*Énoncé*
Dans le texte sur la production électrique au Danemark et en Allemagne, quelle part de la production électrique danoise l'éolien avait-il atteinte fin 2001 selon Michel Bernard ?

*Extrait du texte*
------
Quelques données récentes
sur la production électrique
au Danemark et en Allemagne

I- L'ENERGIE ELECTRIQUE AU DANEMARK
ET LA PART DE L'EOLIEN

Dans la revue Silence (n°285/286, été 2002), Michel Bernard a fait une critique de la réédition de "Sortir du nucléaire c'est possible avant la catastrophe" (Bella et Roger Belbéoch, Ed. L'Esprit Frappeur 2001). Il nous reprochait notamment d'avoir sous-estimé la production éolienne au Danemark : "Malheureusement la réactualisation datant de 1997 n'était pas à jour ce qui permet aux auteurs de maintenir que l'éolien n'est que marginal avec seulement 5% de l'électricité produite au Danemark en 1997. Or, et c'est là l'intérêt du Danemark, ce pays a atteint 20% de sa production électrique en éolien fin 2001. Ceci montre, a contrario, que l'éolien ça marche et que cela peut être très rapidement une alternative ()".
------
*Extrait du jeu de données*

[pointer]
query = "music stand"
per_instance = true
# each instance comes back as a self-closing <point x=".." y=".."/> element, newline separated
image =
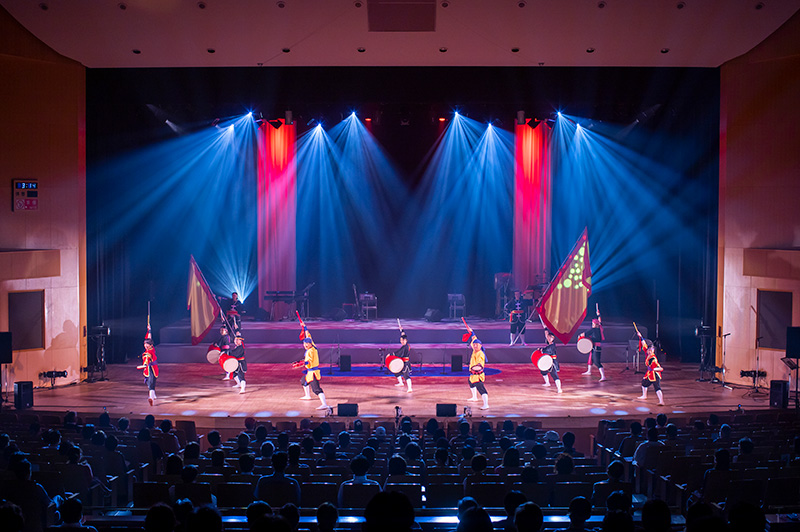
<point x="792" y="364"/>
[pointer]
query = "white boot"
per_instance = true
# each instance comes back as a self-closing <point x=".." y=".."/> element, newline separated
<point x="474" y="394"/>
<point x="485" y="401"/>
<point x="323" y="405"/>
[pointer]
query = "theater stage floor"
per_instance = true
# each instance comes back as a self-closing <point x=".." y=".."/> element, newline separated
<point x="196" y="390"/>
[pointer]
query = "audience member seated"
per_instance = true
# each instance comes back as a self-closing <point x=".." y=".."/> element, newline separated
<point x="389" y="511"/>
<point x="71" y="511"/>
<point x="359" y="466"/>
<point x="277" y="489"/>
<point x="512" y="500"/>
<point x="528" y="518"/>
<point x="475" y="520"/>
<point x="327" y="517"/>
<point x="601" y="490"/>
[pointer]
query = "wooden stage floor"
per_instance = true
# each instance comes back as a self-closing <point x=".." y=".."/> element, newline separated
<point x="273" y="390"/>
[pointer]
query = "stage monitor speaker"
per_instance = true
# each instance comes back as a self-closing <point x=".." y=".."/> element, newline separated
<point x="5" y="349"/>
<point x="779" y="394"/>
<point x="23" y="394"/>
<point x="445" y="410"/>
<point x="433" y="314"/>
<point x="347" y="409"/>
<point x="792" y="342"/>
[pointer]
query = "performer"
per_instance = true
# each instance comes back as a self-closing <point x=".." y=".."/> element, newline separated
<point x="149" y="368"/>
<point x="652" y="375"/>
<point x="404" y="353"/>
<point x="477" y="364"/>
<point x="238" y="353"/>
<point x="234" y="313"/>
<point x="517" y="310"/>
<point x="595" y="334"/>
<point x="550" y="349"/>
<point x="223" y="343"/>
<point x="311" y="376"/>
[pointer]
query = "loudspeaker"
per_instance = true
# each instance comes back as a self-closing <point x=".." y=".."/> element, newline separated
<point x="779" y="394"/>
<point x="445" y="410"/>
<point x="338" y="314"/>
<point x="5" y="349"/>
<point x="347" y="409"/>
<point x="433" y="314"/>
<point x="23" y="394"/>
<point x="792" y="342"/>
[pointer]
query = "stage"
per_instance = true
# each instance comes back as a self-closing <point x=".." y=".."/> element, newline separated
<point x="432" y="343"/>
<point x="197" y="391"/>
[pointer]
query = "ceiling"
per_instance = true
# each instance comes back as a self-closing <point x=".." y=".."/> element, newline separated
<point x="224" y="33"/>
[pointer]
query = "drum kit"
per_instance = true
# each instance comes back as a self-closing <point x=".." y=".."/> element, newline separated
<point x="228" y="362"/>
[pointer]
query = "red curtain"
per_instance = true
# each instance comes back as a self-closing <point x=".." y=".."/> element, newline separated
<point x="532" y="205"/>
<point x="277" y="207"/>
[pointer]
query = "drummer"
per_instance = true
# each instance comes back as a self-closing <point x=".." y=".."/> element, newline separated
<point x="403" y="354"/>
<point x="477" y="364"/>
<point x="517" y="310"/>
<point x="311" y="376"/>
<point x="595" y="334"/>
<point x="550" y="350"/>
<point x="238" y="353"/>
<point x="223" y="343"/>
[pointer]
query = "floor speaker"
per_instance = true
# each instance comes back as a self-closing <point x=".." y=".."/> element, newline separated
<point x="433" y="314"/>
<point x="23" y="394"/>
<point x="5" y="349"/>
<point x="347" y="409"/>
<point x="445" y="410"/>
<point x="779" y="394"/>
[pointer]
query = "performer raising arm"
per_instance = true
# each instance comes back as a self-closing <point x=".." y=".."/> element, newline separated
<point x="652" y="375"/>
<point x="477" y="365"/>
<point x="595" y="334"/>
<point x="404" y="354"/>
<point x="310" y="365"/>
<point x="550" y="350"/>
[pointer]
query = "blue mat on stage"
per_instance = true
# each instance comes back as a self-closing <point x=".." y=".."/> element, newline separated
<point x="375" y="371"/>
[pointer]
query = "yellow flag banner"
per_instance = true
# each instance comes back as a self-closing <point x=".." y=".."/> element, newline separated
<point x="563" y="306"/>
<point x="202" y="304"/>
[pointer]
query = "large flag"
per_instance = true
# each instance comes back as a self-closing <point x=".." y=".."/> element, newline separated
<point x="202" y="303"/>
<point x="563" y="306"/>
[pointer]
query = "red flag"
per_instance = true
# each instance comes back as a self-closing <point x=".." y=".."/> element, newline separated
<point x="202" y="303"/>
<point x="563" y="306"/>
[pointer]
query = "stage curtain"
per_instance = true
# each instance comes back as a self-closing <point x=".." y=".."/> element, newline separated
<point x="277" y="208"/>
<point x="532" y="205"/>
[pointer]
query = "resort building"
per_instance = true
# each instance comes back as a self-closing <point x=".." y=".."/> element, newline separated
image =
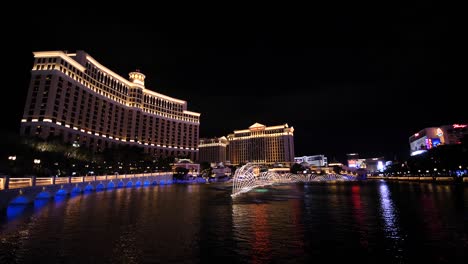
------
*Corrigé*
Selon Michel Bernard, l'éolien représentait 20 % de la production électrique du Danemark fin 2001.